**TASK DESCRIPTION**
In the material below, find all lines with the string "column" and copy them.

- - -

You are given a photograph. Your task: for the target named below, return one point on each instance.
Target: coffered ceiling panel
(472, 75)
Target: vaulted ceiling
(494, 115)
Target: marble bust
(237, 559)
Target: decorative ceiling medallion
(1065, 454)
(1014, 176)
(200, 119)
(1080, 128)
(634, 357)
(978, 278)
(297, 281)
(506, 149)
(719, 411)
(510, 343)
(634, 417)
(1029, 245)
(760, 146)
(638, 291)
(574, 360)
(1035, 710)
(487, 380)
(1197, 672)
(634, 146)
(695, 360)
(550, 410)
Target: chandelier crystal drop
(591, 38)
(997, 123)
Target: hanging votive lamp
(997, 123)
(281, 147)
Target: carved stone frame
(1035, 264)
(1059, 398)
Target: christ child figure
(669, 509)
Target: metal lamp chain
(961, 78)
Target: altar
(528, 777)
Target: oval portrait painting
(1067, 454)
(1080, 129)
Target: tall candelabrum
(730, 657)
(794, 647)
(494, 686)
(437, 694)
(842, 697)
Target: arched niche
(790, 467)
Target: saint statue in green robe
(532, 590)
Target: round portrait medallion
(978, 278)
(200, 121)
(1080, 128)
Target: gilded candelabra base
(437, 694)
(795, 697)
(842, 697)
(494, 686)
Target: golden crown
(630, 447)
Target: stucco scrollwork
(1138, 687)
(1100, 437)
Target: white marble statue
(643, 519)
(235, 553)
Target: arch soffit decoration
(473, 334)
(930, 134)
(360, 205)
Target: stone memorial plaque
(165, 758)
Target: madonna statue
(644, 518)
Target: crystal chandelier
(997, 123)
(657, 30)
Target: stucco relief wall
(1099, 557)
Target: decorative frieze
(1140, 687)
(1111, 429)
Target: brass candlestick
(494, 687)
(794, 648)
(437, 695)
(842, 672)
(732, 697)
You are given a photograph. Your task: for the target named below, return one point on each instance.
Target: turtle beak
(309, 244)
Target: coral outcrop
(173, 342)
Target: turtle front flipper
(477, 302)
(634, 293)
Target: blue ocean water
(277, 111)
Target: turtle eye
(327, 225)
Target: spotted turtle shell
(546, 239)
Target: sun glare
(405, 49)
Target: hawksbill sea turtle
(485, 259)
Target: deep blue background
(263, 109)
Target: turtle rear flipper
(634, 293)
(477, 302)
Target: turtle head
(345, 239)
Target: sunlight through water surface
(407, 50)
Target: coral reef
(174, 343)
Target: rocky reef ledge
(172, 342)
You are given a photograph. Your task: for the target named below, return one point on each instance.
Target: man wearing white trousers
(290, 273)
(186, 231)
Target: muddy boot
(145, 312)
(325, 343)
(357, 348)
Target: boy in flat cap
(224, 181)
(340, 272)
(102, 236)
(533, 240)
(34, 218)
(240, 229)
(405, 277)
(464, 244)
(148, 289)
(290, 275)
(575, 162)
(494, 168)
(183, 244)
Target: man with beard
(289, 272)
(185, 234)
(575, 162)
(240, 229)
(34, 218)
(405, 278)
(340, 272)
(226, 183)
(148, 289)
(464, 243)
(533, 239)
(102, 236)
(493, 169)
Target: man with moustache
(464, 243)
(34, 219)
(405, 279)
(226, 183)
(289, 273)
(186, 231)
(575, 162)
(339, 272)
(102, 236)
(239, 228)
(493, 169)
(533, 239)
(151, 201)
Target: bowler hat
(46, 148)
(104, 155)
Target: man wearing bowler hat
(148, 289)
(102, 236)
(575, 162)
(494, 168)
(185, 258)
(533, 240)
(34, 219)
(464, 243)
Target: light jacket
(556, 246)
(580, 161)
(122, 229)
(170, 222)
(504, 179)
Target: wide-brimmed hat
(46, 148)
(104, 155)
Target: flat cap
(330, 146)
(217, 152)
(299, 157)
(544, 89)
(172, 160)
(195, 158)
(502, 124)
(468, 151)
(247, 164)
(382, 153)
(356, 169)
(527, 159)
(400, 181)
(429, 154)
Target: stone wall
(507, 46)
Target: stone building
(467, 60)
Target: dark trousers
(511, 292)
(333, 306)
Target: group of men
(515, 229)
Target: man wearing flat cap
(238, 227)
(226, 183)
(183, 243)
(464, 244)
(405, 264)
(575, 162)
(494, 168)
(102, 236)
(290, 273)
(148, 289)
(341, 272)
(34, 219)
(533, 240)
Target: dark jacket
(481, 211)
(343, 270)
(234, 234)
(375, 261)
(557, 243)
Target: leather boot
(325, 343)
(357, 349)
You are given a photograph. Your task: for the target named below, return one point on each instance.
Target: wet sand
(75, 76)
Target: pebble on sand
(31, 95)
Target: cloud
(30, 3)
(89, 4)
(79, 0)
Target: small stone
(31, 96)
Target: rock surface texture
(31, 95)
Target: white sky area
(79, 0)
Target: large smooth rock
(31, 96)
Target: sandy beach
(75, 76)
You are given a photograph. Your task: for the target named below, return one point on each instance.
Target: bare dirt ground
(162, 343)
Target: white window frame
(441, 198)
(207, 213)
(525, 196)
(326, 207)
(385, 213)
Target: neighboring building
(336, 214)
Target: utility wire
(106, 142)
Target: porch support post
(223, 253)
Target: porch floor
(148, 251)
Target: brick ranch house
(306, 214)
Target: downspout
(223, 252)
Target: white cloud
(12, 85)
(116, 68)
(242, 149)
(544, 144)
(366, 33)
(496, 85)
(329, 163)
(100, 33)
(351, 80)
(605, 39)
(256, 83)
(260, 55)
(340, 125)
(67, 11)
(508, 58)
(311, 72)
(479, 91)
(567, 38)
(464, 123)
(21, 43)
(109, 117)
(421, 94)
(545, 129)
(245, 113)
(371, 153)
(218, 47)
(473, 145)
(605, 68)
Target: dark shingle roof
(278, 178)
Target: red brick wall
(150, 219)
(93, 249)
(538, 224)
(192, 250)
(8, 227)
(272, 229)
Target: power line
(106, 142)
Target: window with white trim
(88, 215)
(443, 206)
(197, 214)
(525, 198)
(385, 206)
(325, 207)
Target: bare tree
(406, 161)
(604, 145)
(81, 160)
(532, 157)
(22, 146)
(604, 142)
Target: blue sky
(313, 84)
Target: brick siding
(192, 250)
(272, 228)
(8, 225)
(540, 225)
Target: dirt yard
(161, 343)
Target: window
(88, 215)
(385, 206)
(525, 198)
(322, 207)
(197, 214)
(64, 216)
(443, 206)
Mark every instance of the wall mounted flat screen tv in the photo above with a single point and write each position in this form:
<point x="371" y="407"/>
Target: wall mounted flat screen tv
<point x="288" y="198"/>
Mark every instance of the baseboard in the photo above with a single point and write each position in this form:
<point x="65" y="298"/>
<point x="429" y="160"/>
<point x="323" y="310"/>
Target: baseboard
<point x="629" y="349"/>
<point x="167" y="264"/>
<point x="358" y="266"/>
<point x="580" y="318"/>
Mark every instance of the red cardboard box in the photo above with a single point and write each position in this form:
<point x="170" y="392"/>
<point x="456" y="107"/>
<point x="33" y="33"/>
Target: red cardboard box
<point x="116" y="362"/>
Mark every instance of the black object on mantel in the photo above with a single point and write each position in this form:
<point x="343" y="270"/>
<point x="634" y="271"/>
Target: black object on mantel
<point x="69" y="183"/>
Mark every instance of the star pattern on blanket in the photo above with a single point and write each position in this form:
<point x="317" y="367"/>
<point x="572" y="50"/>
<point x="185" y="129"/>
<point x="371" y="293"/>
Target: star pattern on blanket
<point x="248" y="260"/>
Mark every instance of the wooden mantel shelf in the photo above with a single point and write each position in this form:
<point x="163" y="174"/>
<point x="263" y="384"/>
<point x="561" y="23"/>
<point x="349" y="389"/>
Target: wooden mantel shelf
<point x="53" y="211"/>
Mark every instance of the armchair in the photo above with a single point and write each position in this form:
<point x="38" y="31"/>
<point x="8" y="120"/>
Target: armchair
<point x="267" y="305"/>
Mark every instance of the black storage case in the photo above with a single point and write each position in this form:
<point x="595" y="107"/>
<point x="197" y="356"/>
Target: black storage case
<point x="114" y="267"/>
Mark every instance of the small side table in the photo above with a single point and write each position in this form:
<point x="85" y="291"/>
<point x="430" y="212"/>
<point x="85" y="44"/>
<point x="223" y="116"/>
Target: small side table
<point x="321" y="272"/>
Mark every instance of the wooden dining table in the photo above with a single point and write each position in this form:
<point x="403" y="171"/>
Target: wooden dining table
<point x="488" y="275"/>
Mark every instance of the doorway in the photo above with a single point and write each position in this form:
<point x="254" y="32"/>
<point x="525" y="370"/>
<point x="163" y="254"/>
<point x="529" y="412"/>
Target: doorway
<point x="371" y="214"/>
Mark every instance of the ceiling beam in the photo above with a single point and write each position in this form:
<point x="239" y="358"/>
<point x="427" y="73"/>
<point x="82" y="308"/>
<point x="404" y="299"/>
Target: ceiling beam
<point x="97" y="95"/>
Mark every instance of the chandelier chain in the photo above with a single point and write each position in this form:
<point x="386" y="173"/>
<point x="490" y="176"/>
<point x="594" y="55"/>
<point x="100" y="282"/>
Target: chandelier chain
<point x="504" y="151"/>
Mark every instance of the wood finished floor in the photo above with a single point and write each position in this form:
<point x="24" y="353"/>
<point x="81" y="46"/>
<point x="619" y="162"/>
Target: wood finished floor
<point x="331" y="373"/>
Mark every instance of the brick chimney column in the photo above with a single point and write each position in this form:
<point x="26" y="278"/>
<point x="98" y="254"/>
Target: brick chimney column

- - -

**FINISHED TASK**
Mark every instance of the brick chimney column in the photo above with a single point and write each position in this form:
Target: brick chimney column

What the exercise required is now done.